━━━ Given records
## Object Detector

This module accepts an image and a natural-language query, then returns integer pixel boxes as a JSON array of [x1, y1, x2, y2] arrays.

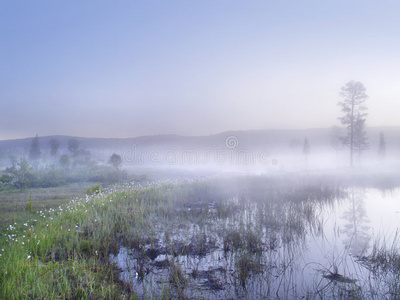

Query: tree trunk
[[350, 99, 354, 168]]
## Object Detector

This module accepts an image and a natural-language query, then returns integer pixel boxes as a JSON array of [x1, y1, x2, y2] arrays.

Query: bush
[[86, 184, 102, 195], [5, 158, 38, 188]]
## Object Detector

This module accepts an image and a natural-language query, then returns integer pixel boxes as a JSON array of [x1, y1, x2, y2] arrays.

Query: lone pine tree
[[337, 80, 368, 167]]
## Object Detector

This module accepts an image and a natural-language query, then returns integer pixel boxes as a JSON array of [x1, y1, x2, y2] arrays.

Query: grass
[[0, 180, 194, 299], [2, 173, 400, 299], [0, 184, 89, 231], [0, 188, 137, 299]]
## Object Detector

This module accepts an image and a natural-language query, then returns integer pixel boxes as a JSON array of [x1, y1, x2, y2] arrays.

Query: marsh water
[[110, 177, 400, 299]]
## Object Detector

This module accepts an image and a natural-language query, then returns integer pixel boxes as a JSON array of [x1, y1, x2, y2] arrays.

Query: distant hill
[[1, 127, 399, 167], [1, 126, 400, 150]]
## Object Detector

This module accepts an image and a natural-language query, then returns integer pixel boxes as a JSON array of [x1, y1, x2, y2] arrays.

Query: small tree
[[337, 80, 368, 167], [303, 137, 310, 165], [59, 154, 70, 169], [49, 138, 60, 156], [378, 131, 386, 159], [68, 138, 79, 157], [108, 153, 122, 169], [29, 134, 42, 161]]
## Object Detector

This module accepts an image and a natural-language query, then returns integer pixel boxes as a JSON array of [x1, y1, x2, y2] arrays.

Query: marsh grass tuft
[[85, 184, 102, 195], [25, 195, 32, 211], [169, 259, 189, 299], [235, 251, 262, 288]]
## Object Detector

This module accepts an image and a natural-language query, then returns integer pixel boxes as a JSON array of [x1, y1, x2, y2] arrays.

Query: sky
[[1, 0, 400, 140]]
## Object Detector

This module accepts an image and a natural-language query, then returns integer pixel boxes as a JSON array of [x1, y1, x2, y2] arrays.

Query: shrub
[[86, 184, 102, 195]]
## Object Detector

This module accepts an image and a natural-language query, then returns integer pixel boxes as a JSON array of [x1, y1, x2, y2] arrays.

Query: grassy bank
[[0, 179, 193, 299], [0, 184, 89, 231], [0, 184, 139, 299]]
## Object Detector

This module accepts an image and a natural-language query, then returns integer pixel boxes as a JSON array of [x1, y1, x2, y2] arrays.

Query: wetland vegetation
[[2, 173, 400, 299]]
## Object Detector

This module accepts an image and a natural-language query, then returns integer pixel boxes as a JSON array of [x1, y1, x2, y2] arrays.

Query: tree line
[[1, 137, 125, 189]]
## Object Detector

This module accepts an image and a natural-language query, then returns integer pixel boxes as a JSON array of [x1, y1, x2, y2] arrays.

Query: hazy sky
[[1, 1, 400, 140]]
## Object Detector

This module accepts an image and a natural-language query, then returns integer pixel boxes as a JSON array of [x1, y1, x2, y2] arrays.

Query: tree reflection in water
[[341, 188, 371, 256]]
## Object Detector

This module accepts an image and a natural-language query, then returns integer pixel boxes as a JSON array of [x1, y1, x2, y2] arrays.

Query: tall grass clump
[[357, 232, 400, 298]]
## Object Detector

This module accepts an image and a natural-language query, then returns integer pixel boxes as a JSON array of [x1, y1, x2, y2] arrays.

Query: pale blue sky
[[1, 1, 400, 139]]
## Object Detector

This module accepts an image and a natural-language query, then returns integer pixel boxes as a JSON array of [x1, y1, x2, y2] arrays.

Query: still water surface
[[110, 186, 400, 299]]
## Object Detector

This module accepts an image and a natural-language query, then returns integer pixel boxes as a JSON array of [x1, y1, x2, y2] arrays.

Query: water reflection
[[341, 188, 371, 255], [109, 178, 400, 299]]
━━━━━━
Directions for this task: If an entry contains an image, please omit that image and print everything else verbatim.

Exercise answer:
## Object Detector

This module accepts an image and a natural-language query, then returns integer pixel boxes as a JSON array of [x1, y1, x2, y2] arrays.


Query: tree trunk
[[350, 99, 354, 168]]
## Object Detector

This module accepts an image and a natural-language query, then returns integer pixel boxes as a JSON array of [x1, y1, x2, y2] arrays.

Query: bush
[[86, 184, 102, 195], [5, 158, 38, 188]]
## Object Detector

This module accepts an image and a natural-language query, then returns integer pixel boxes as a JSON array of [x1, y1, x2, y2] arrays.

Query: lone pine tree
[[337, 80, 368, 167]]
## Object Detector

This module accepts an image and a natural-language query, then returns integer pixel boxes as a JSON array of [x1, y1, x2, y2] arrays.

Query: grass
[[0, 180, 194, 299], [2, 173, 400, 299], [0, 184, 89, 231], [0, 188, 137, 299]]
## Object Detector

This module accepts an image and a natural-language query, then returns integer pixel boxes as a JSON array of [x1, y1, x2, y2] arrays.

Query: marsh water
[[110, 177, 400, 299]]
## Object Detector

This module accepts an image and a natural-language query, then returns integer pixel boxes as a JSON array of [x1, y1, x2, y2] arrays.

Query: distant hill
[[1, 127, 399, 167], [1, 126, 400, 150]]
## Object Detector

This module accepts an image and a natural-language query, then returns integer pixel boxes as a JSON array of [x1, y1, x2, y2] arrays.

Query: small tree
[[337, 80, 368, 167], [303, 137, 310, 165], [59, 154, 70, 169], [49, 138, 60, 156], [378, 131, 386, 159], [68, 138, 79, 157], [108, 153, 122, 169], [29, 134, 42, 161]]
## Object Detector

This module accepts an image and a natural-language query, then returns integer pixel boxes as a JSON array of [x1, y1, x2, y2] arrays.

Query: marsh grass tuft
[[85, 184, 102, 195], [25, 195, 32, 211], [169, 259, 189, 299], [235, 251, 262, 288]]
## Object Detector

This module accepts an image and a natural-language query, then returns integer pixel boxes as a JSON array of [x1, y1, x2, y2] arrays.

Query: sky
[[1, 0, 400, 140]]
## Object Detector

This module accepts an image and a natural-language query, then returns integer pixel boxes as a JSON array of [x1, y1, x2, y2] arrays.

Query: shrub
[[86, 184, 102, 195]]
## Object Detector

This module accepts an image and a natural-language query, then returns integer pixel boxes as a JSON array of [x1, y1, x2, y2] arrays.

Query: grassy bank
[[0, 179, 193, 299], [0, 184, 89, 231], [0, 184, 139, 299]]
## Object Detector

This module accepts an image and a natural-language query, then returns integer pixel boxes as a JSON array of [x1, y1, x2, y2] arrays.

Query: wetland vegetation
[[2, 173, 400, 299]]
## Object Detector

This module accepts an image and a natural-language query, then returns integer pixel boxes as a JSON array of [x1, y1, x2, y2] arrays.

Query: tree line
[[1, 137, 125, 189]]
## Object Detector

This module accepts an image and a natural-language query, then returns integer pixel boxes as a JSON array of [x1, y1, x2, y2] arrays.

Query: hazy sky
[[1, 1, 400, 140]]
## Object Detector

This module accepts an image and a natural-language query, then returns integer pixel boxes as a JSON array of [x1, y1, x2, y2] arrays.

Query: tree reflection in water
[[341, 188, 371, 256]]
## Object Detector

This module accepts an image and a natural-language query, then returns integer pixel boxes as a JSON array of [x1, y1, x2, y2] arrays.

Query: tall grass clump
[[357, 232, 400, 298]]
## Object Detector

This module accepts an image and a natural-language query, then returns integer pixel boxes as a JSON array of [x1, y1, x2, y2] arrays.

Query: pale blue sky
[[1, 1, 400, 139]]
## Object Detector

This module accepts an image and a natural-language query, then returns integer pixel boxes as a JSON array of [x1, y1, x2, y2] arrays.

Query: still water surface
[[110, 186, 400, 299]]
## Object Detector

This module accepts an image and a natural-language query, then returns integer pixel boxes as a JSON array of [x1, y1, x2, y2] arrays.

Query: water reflection
[[341, 188, 371, 255], [109, 178, 400, 299]]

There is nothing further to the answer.